__Provided data__
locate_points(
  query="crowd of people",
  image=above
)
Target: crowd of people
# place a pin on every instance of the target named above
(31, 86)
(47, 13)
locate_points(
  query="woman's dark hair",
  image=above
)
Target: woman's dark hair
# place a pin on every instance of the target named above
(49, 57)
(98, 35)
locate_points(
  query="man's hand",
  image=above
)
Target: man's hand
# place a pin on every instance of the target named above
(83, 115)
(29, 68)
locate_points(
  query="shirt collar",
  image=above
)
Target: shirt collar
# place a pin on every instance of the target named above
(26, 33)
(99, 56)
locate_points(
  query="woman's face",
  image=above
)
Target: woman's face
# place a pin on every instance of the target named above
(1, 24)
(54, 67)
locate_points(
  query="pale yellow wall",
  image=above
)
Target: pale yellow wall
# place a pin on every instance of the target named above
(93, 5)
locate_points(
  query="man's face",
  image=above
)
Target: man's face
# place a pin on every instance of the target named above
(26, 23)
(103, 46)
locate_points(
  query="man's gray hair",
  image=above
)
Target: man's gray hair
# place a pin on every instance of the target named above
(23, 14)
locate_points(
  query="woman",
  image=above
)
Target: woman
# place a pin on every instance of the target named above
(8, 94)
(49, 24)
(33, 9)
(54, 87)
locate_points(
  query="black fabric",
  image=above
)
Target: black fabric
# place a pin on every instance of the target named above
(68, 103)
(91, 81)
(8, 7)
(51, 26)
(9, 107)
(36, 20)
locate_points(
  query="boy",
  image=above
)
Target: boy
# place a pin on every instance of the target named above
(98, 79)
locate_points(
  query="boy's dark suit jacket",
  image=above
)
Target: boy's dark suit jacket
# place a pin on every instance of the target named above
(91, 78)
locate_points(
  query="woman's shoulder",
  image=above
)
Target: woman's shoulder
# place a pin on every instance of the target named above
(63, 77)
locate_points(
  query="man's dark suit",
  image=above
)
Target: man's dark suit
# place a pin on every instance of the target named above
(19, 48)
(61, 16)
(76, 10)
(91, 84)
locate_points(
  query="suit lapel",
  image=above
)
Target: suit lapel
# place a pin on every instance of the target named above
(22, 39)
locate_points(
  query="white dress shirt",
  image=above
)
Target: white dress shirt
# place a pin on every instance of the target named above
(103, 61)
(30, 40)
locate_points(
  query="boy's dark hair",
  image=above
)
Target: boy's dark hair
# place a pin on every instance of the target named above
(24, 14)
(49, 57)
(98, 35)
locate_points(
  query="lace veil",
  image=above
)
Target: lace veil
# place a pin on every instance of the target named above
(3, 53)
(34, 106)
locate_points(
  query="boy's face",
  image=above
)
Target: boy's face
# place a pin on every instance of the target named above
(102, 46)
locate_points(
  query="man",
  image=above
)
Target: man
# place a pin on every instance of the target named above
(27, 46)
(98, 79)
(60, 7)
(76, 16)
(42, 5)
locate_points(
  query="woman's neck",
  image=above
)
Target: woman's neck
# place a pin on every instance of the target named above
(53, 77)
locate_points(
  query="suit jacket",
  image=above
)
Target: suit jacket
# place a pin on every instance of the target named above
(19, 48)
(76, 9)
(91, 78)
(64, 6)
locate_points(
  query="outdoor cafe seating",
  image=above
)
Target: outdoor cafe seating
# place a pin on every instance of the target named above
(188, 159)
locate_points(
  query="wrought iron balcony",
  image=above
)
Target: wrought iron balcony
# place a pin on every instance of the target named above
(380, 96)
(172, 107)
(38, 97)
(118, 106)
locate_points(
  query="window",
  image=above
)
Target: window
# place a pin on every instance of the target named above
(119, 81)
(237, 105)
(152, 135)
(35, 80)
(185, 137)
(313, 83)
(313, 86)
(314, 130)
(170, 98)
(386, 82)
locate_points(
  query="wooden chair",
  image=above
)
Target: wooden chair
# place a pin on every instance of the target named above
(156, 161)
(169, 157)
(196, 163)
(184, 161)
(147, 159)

__Work to do__
Return all the data above once more, precisely as given.

__Result of the exercise__
locate_points(
  query="crowd of people",
  image=above
)
Target: crowd of people
# place a pin on every instance of the target named above
(31, 86)
(47, 13)
locate_points(
  query="woman's dark hair",
  image=above
)
Target: woman's dark hair
# place a pin on every instance of the target named above
(49, 57)
(98, 35)
locate_points(
  query="man's hand",
  image=above
)
Target: man's hand
# place a pin on every instance of the target named above
(83, 115)
(29, 68)
locate_points(
  query="shirt collar",
  image=above
)
Target: shirt collar
# place a pin on every instance of the target named above
(26, 33)
(99, 56)
locate_points(
  query="woman's face",
  image=above
)
Target: woman's face
# place a pin on every instance of the target named above
(1, 24)
(54, 67)
locate_points(
  query="pale yellow wall",
  image=above
)
Target: pale yellow wall
# place a pin on every instance of the target named above
(93, 5)
locate_points(
  query="man's face",
  image=above
)
Target: man's face
# place a pin on every instance of the target named above
(26, 23)
(103, 46)
locate_points(
  query="man's gray hair",
  image=above
)
Target: man's gray hair
# place a pin on every instance of the target named above
(23, 14)
locate_points(
  query="woman",
  image=above
)
Target: woman
# place a pin on every instance of the target named above
(8, 94)
(49, 24)
(33, 9)
(54, 87)
locate_points(
  query="black fabric",
  image=above
)
Target: black fabric
# place a pin on every instance of the target named above
(68, 103)
(91, 81)
(8, 7)
(51, 26)
(9, 107)
(36, 20)
locate_points(
  query="boy",
  image=above
)
Target: boy
# place a pin on every instance of the target named above
(98, 79)
locate_points(
  query="boy's dark suit jacket",
  image=above
)
Target: boy's dark suit jacket
# place a pin on every instance of the target named above
(91, 78)
locate_points(
  query="woman's shoulder",
  image=above
)
Target: woman's shoulder
# place a pin on every instance of the target named above
(63, 77)
locate_points(
  query="man's dark suit",
  image=above
)
Target: man's dark suit
# place a pin on every instance of the target named above
(19, 48)
(61, 16)
(76, 10)
(91, 84)
locate_points(
  query="suit lapel",
  image=above
)
Target: suit lapel
# place a pin on every instance of the target named above
(22, 39)
locate_points(
  query="white dress shirt",
  image=above
)
Target: white dress shirt
# place a pin on every instance of the target named above
(103, 61)
(30, 40)
locate_points(
  query="boy's dark hair",
  image=above
)
Target: boy's dark hair
# place a pin on every instance of the target named above
(24, 14)
(49, 57)
(98, 35)
locate_points(
  query="lace veil",
  image=above
)
Target: lace veil
# place a pin on every instance of the target named above
(3, 53)
(34, 106)
locate_points(
  query="boy's face",
  image=above
)
Target: boy's face
# place a pin on every instance of the target named above
(102, 46)
locate_points(
  query="man",
  image=above
)
Target: man
# place a pin on every instance of the target named above
(27, 46)
(98, 79)
(60, 7)
(76, 16)
(42, 5)
locate_points(
  query="woman's neck",
  image=above
)
Target: woman's neck
# place a pin on every instance of the target named above
(53, 77)
locate_points(
  query="suit jacket",
  image=above
)
Target: suit jacket
# place a pin on every instance of the target named above
(19, 48)
(76, 9)
(91, 78)
(64, 6)
locate_points(
  query="outdoor cafe seating",
  image=above
)
Target: outdoor cafe seating
# place a pin on every instance of the target named above
(188, 159)
locate_points(
  query="wrought iron balcony",
  image=above
)
Target: wrought iron balcony
# place a pin on every instance of the target named above
(380, 96)
(172, 107)
(38, 97)
(118, 106)
locate_points(
  query="window",
  image=above
)
Target: window
# place a pin on every instance of the target named above
(119, 81)
(237, 105)
(152, 135)
(35, 80)
(185, 137)
(313, 83)
(313, 86)
(314, 130)
(170, 98)
(386, 82)
locate_points(
  query="wooden chair",
  image=above
)
Target: wooden chair
# place a pin on every instance of the target named above
(156, 161)
(169, 157)
(196, 163)
(184, 161)
(147, 159)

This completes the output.